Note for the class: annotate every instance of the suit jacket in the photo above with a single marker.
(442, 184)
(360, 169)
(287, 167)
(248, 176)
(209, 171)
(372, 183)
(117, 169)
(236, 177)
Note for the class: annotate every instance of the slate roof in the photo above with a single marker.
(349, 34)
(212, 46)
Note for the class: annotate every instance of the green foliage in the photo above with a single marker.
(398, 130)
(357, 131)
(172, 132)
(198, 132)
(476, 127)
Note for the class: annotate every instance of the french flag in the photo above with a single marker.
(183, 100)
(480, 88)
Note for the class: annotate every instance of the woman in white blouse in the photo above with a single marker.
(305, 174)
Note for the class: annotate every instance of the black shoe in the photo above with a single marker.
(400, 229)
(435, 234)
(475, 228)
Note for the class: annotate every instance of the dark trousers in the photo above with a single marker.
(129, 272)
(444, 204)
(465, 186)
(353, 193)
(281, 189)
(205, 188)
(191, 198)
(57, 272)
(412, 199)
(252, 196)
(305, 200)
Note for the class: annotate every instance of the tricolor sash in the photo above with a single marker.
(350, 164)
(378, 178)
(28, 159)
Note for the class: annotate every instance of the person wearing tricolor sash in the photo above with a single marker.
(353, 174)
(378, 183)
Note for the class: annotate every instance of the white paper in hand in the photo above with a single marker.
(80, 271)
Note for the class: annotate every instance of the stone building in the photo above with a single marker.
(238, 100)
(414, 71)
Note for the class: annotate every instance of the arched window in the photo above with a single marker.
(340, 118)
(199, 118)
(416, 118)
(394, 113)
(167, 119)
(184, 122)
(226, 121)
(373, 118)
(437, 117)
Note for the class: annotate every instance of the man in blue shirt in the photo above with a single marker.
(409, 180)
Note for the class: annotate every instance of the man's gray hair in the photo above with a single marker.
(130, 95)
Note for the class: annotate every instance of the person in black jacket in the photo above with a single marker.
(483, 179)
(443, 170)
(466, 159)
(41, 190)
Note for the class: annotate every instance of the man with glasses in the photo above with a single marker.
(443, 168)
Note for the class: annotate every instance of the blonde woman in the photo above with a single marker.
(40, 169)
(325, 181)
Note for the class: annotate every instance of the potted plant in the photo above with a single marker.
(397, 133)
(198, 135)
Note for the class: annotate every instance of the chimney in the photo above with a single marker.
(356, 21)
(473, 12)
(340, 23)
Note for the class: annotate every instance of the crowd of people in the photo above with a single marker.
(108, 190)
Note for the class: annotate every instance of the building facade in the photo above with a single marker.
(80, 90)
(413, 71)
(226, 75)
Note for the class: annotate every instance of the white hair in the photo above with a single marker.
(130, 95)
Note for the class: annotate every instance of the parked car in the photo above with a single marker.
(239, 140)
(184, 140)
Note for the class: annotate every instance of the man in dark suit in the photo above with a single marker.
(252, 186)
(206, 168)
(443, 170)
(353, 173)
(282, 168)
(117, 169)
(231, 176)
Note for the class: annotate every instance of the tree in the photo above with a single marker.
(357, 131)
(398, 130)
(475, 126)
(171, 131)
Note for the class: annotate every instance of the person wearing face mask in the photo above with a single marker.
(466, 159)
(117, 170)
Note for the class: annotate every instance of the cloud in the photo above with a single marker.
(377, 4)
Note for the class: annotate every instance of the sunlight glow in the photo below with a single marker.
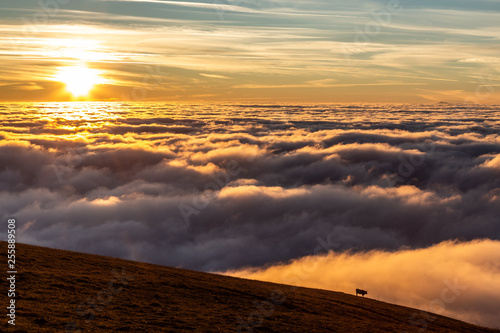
(79, 80)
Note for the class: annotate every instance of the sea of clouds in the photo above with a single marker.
(254, 190)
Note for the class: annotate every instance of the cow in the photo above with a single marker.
(361, 292)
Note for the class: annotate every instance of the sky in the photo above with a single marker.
(271, 51)
(401, 201)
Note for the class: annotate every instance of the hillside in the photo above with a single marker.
(101, 294)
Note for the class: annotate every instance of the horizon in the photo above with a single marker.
(323, 52)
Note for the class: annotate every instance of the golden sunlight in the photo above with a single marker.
(79, 80)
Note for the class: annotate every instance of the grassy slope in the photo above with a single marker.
(53, 283)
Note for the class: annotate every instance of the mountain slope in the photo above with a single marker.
(61, 291)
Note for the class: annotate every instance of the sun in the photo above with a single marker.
(79, 80)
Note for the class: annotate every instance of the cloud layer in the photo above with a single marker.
(459, 280)
(224, 187)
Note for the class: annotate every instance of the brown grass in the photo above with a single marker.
(52, 284)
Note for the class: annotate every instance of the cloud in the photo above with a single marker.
(461, 280)
(223, 187)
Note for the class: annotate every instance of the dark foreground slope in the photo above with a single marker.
(61, 291)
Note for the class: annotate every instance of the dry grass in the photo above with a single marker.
(53, 283)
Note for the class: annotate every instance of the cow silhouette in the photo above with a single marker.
(361, 292)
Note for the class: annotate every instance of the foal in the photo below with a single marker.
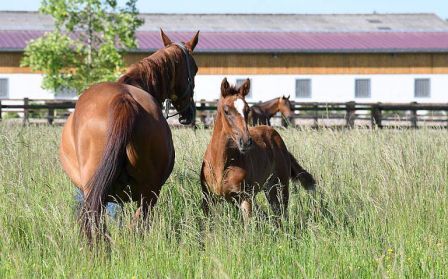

◇ ◇ ◇

(DESCRIPTION OF THE TASK)
Your reply must reproduce all of the entries exactly and contain no pictures.

(SOLUTION TO THIS EXERCISE)
Note for the class: annotate every instance of the suit jacket in the photo above with a single marker.
(442, 184)
(360, 169)
(287, 167)
(248, 176)
(209, 171)
(372, 183)
(117, 169)
(236, 177)
Note for the class: annotate every instance of the slate roof in the photo above with a single marker.
(349, 34)
(212, 46)
Note for the class: annotate every instance of the green foliage in the photo above with a single marker.
(398, 130)
(357, 131)
(172, 132)
(198, 132)
(476, 127)
Note for the class: annotate every instance of the french flag in the photo above with a single marker.
(183, 100)
(480, 88)
Note for the class: annotate every instance of the woman in white blouse in the photo above with a single marker.
(305, 174)
Note for the class: annotate every instance of the black shoe in the photo above with a single marker.
(400, 229)
(435, 234)
(475, 228)
Note for the class: annotate every instance of the dark trousers in the photo above with a single marker.
(129, 272)
(444, 204)
(465, 186)
(353, 193)
(281, 189)
(205, 188)
(191, 198)
(57, 272)
(412, 199)
(252, 196)
(305, 200)
Note for the class: annotate every instance of the tricolor sash in the photo above with a single marker.
(350, 164)
(378, 178)
(28, 159)
Note for the class: annotate every instance of the person wearing tricolor sash in the photo above with a single marker.
(353, 174)
(378, 183)
Note for the class: annotate every instance of the white paper in hand in the photo above with a single marker.
(80, 271)
Note for the class: annotate every instance of the stone building in the photo above with a single marker.
(238, 100)
(414, 71)
Note for the class: annotate every instance of the arched window in the photo above with a single marker.
(340, 118)
(199, 118)
(416, 118)
(394, 113)
(167, 119)
(184, 122)
(226, 121)
(373, 118)
(437, 117)
Note for the class: annotate every instance of the man in blue shirt in the photo above with a single marker.
(409, 180)
Note for the class: annotate every instance of the man's gray hair in the photo above with a single marker.
(130, 95)
Note for the class: annotate every instance of the person in black jacket in the photo above with a single marker.
(483, 179)
(443, 170)
(466, 159)
(41, 190)
Note for the class: annotate every instance of the man with glasses in the photo above with a single marker.
(443, 168)
Note for the class: annotate every instance of the blonde woman in the photo above with a single marker.
(40, 169)
(325, 181)
Note for the class: annotate every instance of the potted plant in the photo above with a single marker.
(397, 133)
(198, 135)
Note for the class: annotate every instance of the chimney in the photo above with a single marker.
(356, 21)
(473, 12)
(340, 23)
Note for the class: annotate every instance of the crowd of people in the photo above with a single marker.
(108, 190)
Note for the class: annotate every instance of the building facade in the photo above with a single marker.
(80, 90)
(413, 71)
(226, 75)
Note for the class: annotate every instance of the white hair in the photo above with a single marker.
(130, 95)
Note for the class: annotate every instance of the parked car in the photo above with a single marker.
(239, 140)
(184, 140)
Note for the class: annotate every instance of the man in dark suit in the photo above with a single marker.
(252, 186)
(206, 168)
(443, 170)
(353, 173)
(282, 168)
(117, 169)
(231, 176)
Note for the class: annotate every instance of the tree in the photo above with a single marker.
(357, 131)
(398, 130)
(475, 126)
(171, 131)
Note for the class: annotate every instance of the person wearing face mask in the photo above with a single marker.
(466, 159)
(117, 170)
Note for the class: annotate every instance of the cloud in the photo above with a single marker.
(377, 4)
Note for the class: annotate every instance of the sunlight glow in the photo below with a single marker.
(79, 80)
Note for the class: annotate every instance of the sea of clouds in the photo above with a single marker.
(254, 190)
Note for the class: annotate every instance of the cow in the photo above with a single marker.
(361, 292)
Note for the class: annotate every instance of the sky in the photo above with a single marker.
(271, 51)
(401, 201)
Note for the class: annotate every instance of the hillside in the photo above with a single marker.
(101, 294)
Note for the class: annotate every instance of the horizon in the photo above with a single marker.
(323, 52)
Note for the class: annotate every instance of the golden sunlight in the photo above with a single marker.
(79, 80)
Note for the class: annotate every instance of the grassy slope in the photo above with a single marker.
(53, 283)
Note for the class: annotate every instance of the mountain slope in the photo above with a single marker.
(61, 291)
Note for the class: annotate every instance of the sun in the photo above with a single marker.
(79, 80)
Note for the class: annotate every instance of the cloud layer in the photo above with a single marker.
(459, 280)
(224, 187)
Note for the class: annotate every instance of the brown grass in the photo above with a single marker.
(52, 284)
Note for the class: annotate every instance of the cloud in the photo above with a single marker.
(461, 280)
(223, 187)
Note for the class: annotate every instance of the dark foreground slope in the photo above with a single marker.
(61, 291)
Note for the class: annotate every instance of the dry grass in the photo above with a single marker.
(53, 283)
Note for the class: annotate every instance of the cow silhouette in the photo above with a single marker.
(361, 292)
Note for the class: annotate every instance of the foal in the photo below with a single marker.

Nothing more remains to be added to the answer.